┌──

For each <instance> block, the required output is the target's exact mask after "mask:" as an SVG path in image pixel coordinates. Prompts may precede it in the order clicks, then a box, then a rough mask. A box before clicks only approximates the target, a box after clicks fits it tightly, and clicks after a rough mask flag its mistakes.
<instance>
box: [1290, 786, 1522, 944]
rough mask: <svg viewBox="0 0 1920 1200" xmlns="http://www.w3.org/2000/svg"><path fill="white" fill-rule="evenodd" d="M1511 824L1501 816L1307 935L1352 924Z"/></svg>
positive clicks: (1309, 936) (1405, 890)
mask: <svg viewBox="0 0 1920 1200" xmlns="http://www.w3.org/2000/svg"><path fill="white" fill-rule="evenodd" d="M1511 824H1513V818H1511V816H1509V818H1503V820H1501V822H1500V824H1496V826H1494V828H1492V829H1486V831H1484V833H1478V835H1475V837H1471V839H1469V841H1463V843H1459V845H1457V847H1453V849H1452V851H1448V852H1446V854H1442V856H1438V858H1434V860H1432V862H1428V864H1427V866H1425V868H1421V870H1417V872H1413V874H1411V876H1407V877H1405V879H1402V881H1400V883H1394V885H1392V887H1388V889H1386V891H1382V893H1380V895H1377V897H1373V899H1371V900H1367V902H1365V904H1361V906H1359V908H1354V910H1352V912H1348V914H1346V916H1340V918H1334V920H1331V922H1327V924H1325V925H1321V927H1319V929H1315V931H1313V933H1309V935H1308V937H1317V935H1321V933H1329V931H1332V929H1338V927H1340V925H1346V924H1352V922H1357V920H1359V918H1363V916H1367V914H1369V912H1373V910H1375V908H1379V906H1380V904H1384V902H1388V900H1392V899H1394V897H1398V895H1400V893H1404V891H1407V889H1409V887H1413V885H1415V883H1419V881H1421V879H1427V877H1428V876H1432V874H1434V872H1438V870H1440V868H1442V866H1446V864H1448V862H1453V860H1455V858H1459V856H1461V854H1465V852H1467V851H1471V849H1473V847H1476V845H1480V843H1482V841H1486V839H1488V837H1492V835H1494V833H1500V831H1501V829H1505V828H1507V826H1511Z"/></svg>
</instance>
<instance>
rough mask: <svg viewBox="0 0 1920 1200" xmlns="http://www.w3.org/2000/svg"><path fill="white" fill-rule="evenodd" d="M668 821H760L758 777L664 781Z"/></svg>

└──

» Exercise requirements:
Rewrite the listing above, swapping each instance of "rough mask" for "coarse mask" and leaving every other character untouched.

» Written response:
For each <instance> block, the required output is the target's exact mask after "mask:" as an SVG path in image pixel coordinates. Prompts may precede it in the order clicks, then a box, then a coarse mask. A box before clicks only approximates the target, a box after clicks fits it tightly, and clicks after a coarse mask flag its mistakes.
<instance>
box: [1290, 786, 1522, 944]
coarse mask: <svg viewBox="0 0 1920 1200" xmlns="http://www.w3.org/2000/svg"><path fill="white" fill-rule="evenodd" d="M1511 824L1501 816L1307 935L1352 924Z"/></svg>
positive clicks: (1309, 936) (1405, 890)
mask: <svg viewBox="0 0 1920 1200" xmlns="http://www.w3.org/2000/svg"><path fill="white" fill-rule="evenodd" d="M1511 824H1513V818H1511V816H1509V818H1503V820H1501V822H1500V824H1496V826H1494V828H1492V829H1486V831H1484V833H1478V835H1475V837H1471V839H1469V841H1463V843H1459V845H1457V847H1453V849H1452V851H1448V852H1446V854H1442V856H1438V858H1434V860H1432V862H1428V864H1427V866H1425V868H1421V870H1417V872H1413V874H1411V876H1407V877H1405V879H1402V881H1400V883H1394V885H1392V887H1388V889H1386V891H1382V893H1380V895H1377V897H1373V899H1371V900H1367V902H1365V904H1361V906H1359V908H1354V910H1352V912H1348V914H1346V916H1340V918H1334V920H1331V922H1327V924H1325V925H1321V927H1319V929H1315V931H1313V933H1309V935H1308V937H1317V935H1321V933H1329V931H1332V929H1338V927H1340V925H1346V924H1352V922H1357V920H1359V918H1363V916H1367V914H1369V912H1373V910H1375V908H1379V906H1380V904H1384V902H1388V900H1392V899H1394V897H1398V895H1400V893H1404V891H1407V889H1409V887H1413V885H1415V883H1419V881H1421V879H1427V877H1428V876H1432V874H1434V872H1438V870H1440V868H1442V866H1446V864H1448V862H1453V860H1455V858H1459V856H1461V854H1465V852H1467V851H1471V849H1473V847H1476V845H1480V843H1482V841H1486V839H1488V837H1492V835H1494V833H1500V831H1501V829H1505V828H1507V826H1511Z"/></svg>
</instance>
<instance>
coarse mask: <svg viewBox="0 0 1920 1200" xmlns="http://www.w3.org/2000/svg"><path fill="white" fill-rule="evenodd" d="M668 821H760L758 777L664 781Z"/></svg>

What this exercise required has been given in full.